> **Source information**:

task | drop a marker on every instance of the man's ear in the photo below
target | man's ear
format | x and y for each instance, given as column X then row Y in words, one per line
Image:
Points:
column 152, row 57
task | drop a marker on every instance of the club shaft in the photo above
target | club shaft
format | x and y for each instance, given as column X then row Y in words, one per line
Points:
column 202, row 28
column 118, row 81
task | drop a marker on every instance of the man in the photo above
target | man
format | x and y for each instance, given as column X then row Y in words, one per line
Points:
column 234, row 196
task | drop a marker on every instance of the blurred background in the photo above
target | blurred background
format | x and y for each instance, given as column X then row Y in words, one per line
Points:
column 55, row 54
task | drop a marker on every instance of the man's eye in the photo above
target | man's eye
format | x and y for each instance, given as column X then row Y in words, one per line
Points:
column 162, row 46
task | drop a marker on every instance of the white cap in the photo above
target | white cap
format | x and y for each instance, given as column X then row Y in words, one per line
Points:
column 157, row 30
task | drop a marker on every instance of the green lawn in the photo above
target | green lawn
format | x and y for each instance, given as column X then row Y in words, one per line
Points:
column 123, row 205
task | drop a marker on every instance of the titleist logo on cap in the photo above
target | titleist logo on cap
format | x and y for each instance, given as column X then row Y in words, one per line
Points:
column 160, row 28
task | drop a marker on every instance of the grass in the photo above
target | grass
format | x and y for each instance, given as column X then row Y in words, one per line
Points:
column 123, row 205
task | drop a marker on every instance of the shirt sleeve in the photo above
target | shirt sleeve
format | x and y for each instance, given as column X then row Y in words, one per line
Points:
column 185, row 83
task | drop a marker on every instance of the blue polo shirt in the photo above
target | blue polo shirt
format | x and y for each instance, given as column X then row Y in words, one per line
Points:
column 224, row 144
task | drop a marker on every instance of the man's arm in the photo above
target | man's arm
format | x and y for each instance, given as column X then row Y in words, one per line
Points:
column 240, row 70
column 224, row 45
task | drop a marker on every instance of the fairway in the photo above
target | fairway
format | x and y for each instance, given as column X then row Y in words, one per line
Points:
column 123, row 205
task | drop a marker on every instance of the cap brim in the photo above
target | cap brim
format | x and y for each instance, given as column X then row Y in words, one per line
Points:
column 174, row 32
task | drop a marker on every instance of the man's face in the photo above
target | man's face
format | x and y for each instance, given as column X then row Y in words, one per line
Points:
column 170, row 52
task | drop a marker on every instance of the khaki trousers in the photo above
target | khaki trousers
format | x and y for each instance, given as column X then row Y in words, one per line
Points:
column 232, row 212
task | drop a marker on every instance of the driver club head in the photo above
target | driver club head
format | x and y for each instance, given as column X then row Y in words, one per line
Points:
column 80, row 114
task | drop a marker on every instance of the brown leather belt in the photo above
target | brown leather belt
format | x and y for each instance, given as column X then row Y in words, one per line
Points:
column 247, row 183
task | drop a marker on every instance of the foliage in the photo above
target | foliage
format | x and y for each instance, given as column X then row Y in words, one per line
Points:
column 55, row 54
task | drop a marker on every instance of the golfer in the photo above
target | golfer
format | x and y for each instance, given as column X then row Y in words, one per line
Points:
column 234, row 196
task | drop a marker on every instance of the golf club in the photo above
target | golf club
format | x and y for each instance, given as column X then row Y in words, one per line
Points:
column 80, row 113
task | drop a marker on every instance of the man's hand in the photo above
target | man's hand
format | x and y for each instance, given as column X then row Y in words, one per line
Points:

...

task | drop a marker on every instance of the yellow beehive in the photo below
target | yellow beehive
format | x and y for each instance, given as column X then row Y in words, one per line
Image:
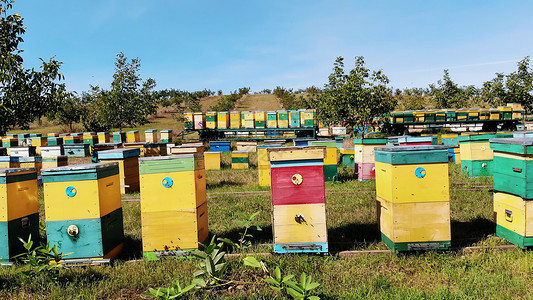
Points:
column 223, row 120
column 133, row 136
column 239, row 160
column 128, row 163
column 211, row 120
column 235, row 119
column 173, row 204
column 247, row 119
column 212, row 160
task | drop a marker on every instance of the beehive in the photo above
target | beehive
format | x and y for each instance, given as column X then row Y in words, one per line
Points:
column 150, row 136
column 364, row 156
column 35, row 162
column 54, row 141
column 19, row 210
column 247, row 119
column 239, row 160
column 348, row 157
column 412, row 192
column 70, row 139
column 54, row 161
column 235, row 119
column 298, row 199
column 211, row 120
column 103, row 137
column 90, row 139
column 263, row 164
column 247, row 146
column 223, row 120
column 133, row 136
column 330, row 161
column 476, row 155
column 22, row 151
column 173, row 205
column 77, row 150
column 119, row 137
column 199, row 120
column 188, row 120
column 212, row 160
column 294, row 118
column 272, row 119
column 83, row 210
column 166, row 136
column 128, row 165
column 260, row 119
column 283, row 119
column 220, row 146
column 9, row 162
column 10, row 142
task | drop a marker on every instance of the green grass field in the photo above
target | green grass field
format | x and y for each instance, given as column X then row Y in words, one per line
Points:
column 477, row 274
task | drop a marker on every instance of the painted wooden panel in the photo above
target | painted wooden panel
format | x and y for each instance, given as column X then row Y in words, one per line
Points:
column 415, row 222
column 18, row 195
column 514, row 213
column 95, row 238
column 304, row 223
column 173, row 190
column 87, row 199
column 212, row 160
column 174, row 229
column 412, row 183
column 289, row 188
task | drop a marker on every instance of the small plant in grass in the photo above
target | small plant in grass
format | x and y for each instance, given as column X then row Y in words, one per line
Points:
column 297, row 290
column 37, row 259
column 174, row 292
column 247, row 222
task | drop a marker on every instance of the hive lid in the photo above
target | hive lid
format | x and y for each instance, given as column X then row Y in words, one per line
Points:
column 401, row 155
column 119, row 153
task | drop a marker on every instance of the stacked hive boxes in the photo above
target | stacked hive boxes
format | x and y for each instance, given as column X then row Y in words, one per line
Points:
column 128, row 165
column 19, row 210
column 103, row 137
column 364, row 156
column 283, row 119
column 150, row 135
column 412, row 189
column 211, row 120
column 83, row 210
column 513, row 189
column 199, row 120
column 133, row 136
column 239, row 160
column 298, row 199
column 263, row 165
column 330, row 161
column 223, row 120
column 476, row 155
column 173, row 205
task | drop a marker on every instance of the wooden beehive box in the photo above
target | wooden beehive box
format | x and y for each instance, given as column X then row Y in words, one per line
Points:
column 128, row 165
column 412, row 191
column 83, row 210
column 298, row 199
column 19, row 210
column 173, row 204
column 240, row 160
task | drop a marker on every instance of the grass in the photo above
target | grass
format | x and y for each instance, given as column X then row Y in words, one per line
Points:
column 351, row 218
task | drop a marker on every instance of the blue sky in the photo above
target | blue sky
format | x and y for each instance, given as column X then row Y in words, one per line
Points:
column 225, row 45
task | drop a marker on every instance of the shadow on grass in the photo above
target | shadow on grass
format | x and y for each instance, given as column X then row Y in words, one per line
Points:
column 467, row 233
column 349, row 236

> **Exercise requirements**: In the listing above, find the line containing "ear in the photo below" and the line containing "target | blurred background". Output them and every line between, exactly, and nothing else.

> **Exercise output**:
task | drop a marker on every instance of the man's ear in the photo below
target | man's ear
format | x and y for each instance, given as column X then row Y in words, one per line
Image:
Points:
column 152, row 57
task | drop a marker on every instance of the club shaft in the photo above
target | club shaft
format | x and y for each instance, given as column X then row Y in words, one per line
Points:
column 202, row 28
column 118, row 81
task | drop a marker on every instance of the man in the photo above
target | man
format | x and y for each instance, given as column X then row Y in words, one per line
Points:
column 234, row 196
task | drop a marker on every instance of the blurred background in the photo above
target | blurred background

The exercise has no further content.